#### WHAT THE TASK ASKS
Quote every line as written. Omit pictures.

------------------------------------

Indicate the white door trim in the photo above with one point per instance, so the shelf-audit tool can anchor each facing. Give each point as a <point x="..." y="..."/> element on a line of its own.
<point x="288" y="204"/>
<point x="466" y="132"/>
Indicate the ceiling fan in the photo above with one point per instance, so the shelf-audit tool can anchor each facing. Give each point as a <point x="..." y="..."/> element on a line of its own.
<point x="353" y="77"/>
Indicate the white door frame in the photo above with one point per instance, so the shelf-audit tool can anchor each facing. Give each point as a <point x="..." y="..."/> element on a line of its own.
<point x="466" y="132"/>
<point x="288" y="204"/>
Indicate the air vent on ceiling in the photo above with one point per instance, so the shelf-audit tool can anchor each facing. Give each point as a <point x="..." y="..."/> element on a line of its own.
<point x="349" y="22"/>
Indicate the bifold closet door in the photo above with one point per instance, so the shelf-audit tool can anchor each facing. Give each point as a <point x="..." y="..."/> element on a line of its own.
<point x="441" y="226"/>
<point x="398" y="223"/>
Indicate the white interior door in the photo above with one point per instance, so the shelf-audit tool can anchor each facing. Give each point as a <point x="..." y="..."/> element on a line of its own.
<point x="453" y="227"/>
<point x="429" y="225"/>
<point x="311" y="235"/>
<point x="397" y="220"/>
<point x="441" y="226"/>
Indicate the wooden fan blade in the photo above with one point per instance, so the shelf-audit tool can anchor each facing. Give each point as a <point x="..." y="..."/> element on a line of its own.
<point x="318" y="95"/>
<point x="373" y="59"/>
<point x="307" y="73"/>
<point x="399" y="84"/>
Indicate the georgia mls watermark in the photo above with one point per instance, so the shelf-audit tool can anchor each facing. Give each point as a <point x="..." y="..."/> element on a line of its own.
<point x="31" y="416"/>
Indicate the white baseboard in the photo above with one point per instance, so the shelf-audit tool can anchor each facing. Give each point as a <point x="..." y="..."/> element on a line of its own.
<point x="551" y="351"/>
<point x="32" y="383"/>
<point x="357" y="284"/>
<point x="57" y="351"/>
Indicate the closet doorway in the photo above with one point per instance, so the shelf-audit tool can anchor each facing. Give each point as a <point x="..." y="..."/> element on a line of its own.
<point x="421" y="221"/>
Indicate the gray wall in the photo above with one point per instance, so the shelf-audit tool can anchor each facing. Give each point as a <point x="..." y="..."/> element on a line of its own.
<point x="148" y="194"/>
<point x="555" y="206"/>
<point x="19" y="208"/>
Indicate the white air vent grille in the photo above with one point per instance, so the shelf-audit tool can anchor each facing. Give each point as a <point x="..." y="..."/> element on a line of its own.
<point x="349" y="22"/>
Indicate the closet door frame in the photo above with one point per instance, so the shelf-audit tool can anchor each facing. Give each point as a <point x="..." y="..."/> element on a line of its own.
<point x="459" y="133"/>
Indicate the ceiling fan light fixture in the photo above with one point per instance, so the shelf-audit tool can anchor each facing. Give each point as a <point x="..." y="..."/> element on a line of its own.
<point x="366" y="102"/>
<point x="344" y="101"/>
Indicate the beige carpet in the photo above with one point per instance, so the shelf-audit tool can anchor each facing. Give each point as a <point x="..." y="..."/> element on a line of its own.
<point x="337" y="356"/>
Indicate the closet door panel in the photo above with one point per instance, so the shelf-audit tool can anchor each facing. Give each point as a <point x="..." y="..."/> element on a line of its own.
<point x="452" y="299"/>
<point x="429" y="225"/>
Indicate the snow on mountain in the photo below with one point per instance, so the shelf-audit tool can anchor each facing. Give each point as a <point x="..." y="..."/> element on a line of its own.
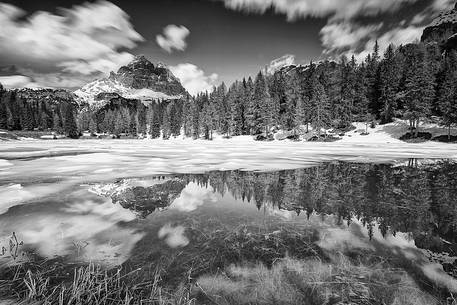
<point x="89" y="92"/>
<point x="279" y="63"/>
<point x="140" y="80"/>
<point x="442" y="30"/>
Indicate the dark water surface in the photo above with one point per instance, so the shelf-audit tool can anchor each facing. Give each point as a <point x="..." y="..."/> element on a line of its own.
<point x="202" y="222"/>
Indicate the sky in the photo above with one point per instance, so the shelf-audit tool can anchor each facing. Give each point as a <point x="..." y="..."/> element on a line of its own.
<point x="68" y="43"/>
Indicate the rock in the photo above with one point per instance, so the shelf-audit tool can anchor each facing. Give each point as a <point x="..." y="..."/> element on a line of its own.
<point x="442" y="30"/>
<point x="142" y="74"/>
<point x="145" y="200"/>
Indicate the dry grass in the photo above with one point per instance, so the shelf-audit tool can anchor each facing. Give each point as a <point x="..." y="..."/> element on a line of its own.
<point x="92" y="285"/>
<point x="311" y="282"/>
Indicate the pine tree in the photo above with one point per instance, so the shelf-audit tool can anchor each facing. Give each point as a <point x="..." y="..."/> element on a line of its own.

------------------------------------

#### COMPLETE RESPONSE
Indicate the white door trim in the photo above with one point per instance, so the shelf-audit tool can anchor each facing. Give each point as a <point x="..." y="..."/> element on a line of its own.
<point x="288" y="204"/>
<point x="466" y="132"/>
Indicate the ceiling fan in the photo above with one point per instance, so the shelf-audit tool can anchor each facing. Give each point as a <point x="..." y="..."/> element on a line of its own.
<point x="353" y="77"/>
Indicate the white door frame in the photo above with one point per instance, so the shelf-audit tool can anchor each facing. Give each point as a <point x="..." y="..."/> element on a line of its own.
<point x="466" y="132"/>
<point x="288" y="204"/>
Indicate the air vent on ceiling in the photo above with one point per instance, so the shelf-audit tool can anchor each facing. Give each point as a <point x="..." y="..."/> element on a line of its own.
<point x="349" y="22"/>
Indicate the bifold closet door in the photo above with one point per instance, so the shelf-audit tool can anchor each facing. Give each point as a <point x="..." y="..."/> element on a line of its own.
<point x="441" y="226"/>
<point x="398" y="223"/>
Indicate the white interior door in the photo above with one point per instance, so the shelf-audit tool can anchor each facing. Give each point as a <point x="..." y="..."/> element on a line of its own.
<point x="453" y="227"/>
<point x="429" y="225"/>
<point x="311" y="235"/>
<point x="397" y="220"/>
<point x="441" y="226"/>
Indicate the wooden fan blade in the photo above with one point per instance, so the shelf-audit tool can anchor each facing. Give each point as a <point x="..." y="..."/> element on a line of its own.
<point x="318" y="95"/>
<point x="373" y="59"/>
<point x="307" y="73"/>
<point x="399" y="84"/>
Indicate the georgia mls watermark in the photo above with one point per instance, so the shelf-audit tool can anchor each facing. Give each point as a <point x="..." y="..."/> element on a line of its own.
<point x="31" y="416"/>
Indicate the white baseboard in the photo above with one point per instance, so the shelf-audit tool can anchor each facing. Give each point as a <point x="..." y="..."/> element on a line of its own.
<point x="551" y="351"/>
<point x="32" y="383"/>
<point x="357" y="284"/>
<point x="57" y="351"/>
Indicate the closet doorway in the photo above with one point per instance, so the shelf-audit tool can anchor each facing. Give each point as a <point x="..." y="..."/> element on a line of its own.
<point x="421" y="221"/>
Indicate the gray wall in the photo above with one point per instance, so the shelf-audit tool can anchor each facing. Give each point as a <point x="..." y="..."/> element on a line of its own.
<point x="148" y="194"/>
<point x="555" y="206"/>
<point x="19" y="208"/>
Indicate the white air vent grille in the photo above with one point per instance, so the shelf-audit tool can anchor each facing. Give each point as a <point x="..." y="..."/> element on a line of its own.
<point x="349" y="22"/>
Indicate the closet door frame in the photo above with one point per instance, so the shelf-audit tool can anchor each facing. Give each point as a <point x="..." y="..."/> element on a line of its own.
<point x="459" y="133"/>
Indicate the ceiling fan light fixture in the photo above with one point per instance, so the shelf-audit tool can anchor each facing. Give each point as a <point x="..." y="..."/> element on a line of its own.
<point x="366" y="102"/>
<point x="344" y="101"/>
Indicate the beige carpet in the photo above with one point per instance, so the shelf-audit tool can anchor each facing. Give each point as a <point x="..." y="..."/> element on a line of its own.
<point x="337" y="356"/>
Indicate the closet door panel in the photo above with one point per instance, so the shelf-audit tool can anchor each facing. Give each point as a <point x="..." y="..."/> element on a line of its own.
<point x="452" y="299"/>
<point x="429" y="225"/>
Indicate the snow on mountain in the photo below with one point per instance, so the shelf-audit tool can anchor each facing. Give each point as a <point x="..." y="..."/> element on a line of its own.
<point x="89" y="92"/>
<point x="279" y="63"/>
<point x="140" y="80"/>
<point x="442" y="30"/>
Indicate the dark water surface in the photo above with one point per instance, so the shelf-audit tool can anchor each facing. Give each point as a <point x="..." y="..."/> element on a line of its own.
<point x="202" y="222"/>
Indicate the sky in the photo above with one point per instance, so the shelf-audit tool can anchor each facing. Give each point as a <point x="..." y="..."/> element on a line of its own.
<point x="68" y="43"/>
Indicate the rock in the photo above with one point per instance, so the shelf-audit tool can anchor each facing. Give each point as a <point x="..." y="..."/> element on a line of its own.
<point x="442" y="30"/>
<point x="142" y="74"/>
<point x="145" y="200"/>
Indicate the dry grass in the photo above with one point per instance, so the shelf-audit tool can anchor each facing. Give each point as a <point x="..." y="..."/> element on a line of its own.
<point x="92" y="285"/>
<point x="311" y="282"/>
Indicate the pine tree in the photo above with one point per instance, so the shelf-audit tool can anchor each facing. Give each point as a <point x="..." y="..."/> element on a line of its own.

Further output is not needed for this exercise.